[Stored data entries]

━━━━

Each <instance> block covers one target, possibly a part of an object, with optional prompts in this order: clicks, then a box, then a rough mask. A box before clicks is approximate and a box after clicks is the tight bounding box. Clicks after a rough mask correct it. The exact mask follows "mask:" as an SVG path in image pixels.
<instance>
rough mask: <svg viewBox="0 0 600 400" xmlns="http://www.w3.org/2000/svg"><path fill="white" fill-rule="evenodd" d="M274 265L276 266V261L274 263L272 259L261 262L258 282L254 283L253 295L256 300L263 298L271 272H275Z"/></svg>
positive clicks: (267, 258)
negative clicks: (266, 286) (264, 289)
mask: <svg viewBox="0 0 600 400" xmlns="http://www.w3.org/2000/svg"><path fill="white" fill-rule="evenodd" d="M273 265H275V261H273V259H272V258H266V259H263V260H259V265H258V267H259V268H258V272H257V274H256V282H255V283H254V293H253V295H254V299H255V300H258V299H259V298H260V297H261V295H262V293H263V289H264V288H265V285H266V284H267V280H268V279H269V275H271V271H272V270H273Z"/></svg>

━━━━

• Brief:
Transcribe every line of the material above word for word, character for character.

• Answer area:
Each <instance> block covers one target, possibly a part of an object, with optional prompts in this order: clicks, then a box, then a rough mask. A box before clicks is approximate and a box after clicks is the tight bounding box. Clicks after a rough mask correct it. The exact mask follows "mask:" as an SVG path in image pixels.
<instance>
rough mask: <svg viewBox="0 0 600 400" xmlns="http://www.w3.org/2000/svg"><path fill="white" fill-rule="evenodd" d="M274 265L276 266V261L274 263L272 259L261 262L258 282L254 283L253 295L256 300L263 298L271 272H275Z"/></svg>
positive clicks: (267, 258)
negative clicks: (266, 286) (264, 289)
mask: <svg viewBox="0 0 600 400" xmlns="http://www.w3.org/2000/svg"><path fill="white" fill-rule="evenodd" d="M273 265H275V261H273V259H272V258H266V259H263V260H259V265H258V267H259V268H258V272H257V274H256V282H255V283H254V293H253V295H254V299H255V300H258V299H259V298H260V297H261V295H262V293H263V289H264V288H265V285H266V284H267V280H268V279H269V275H271V271H272V270H273Z"/></svg>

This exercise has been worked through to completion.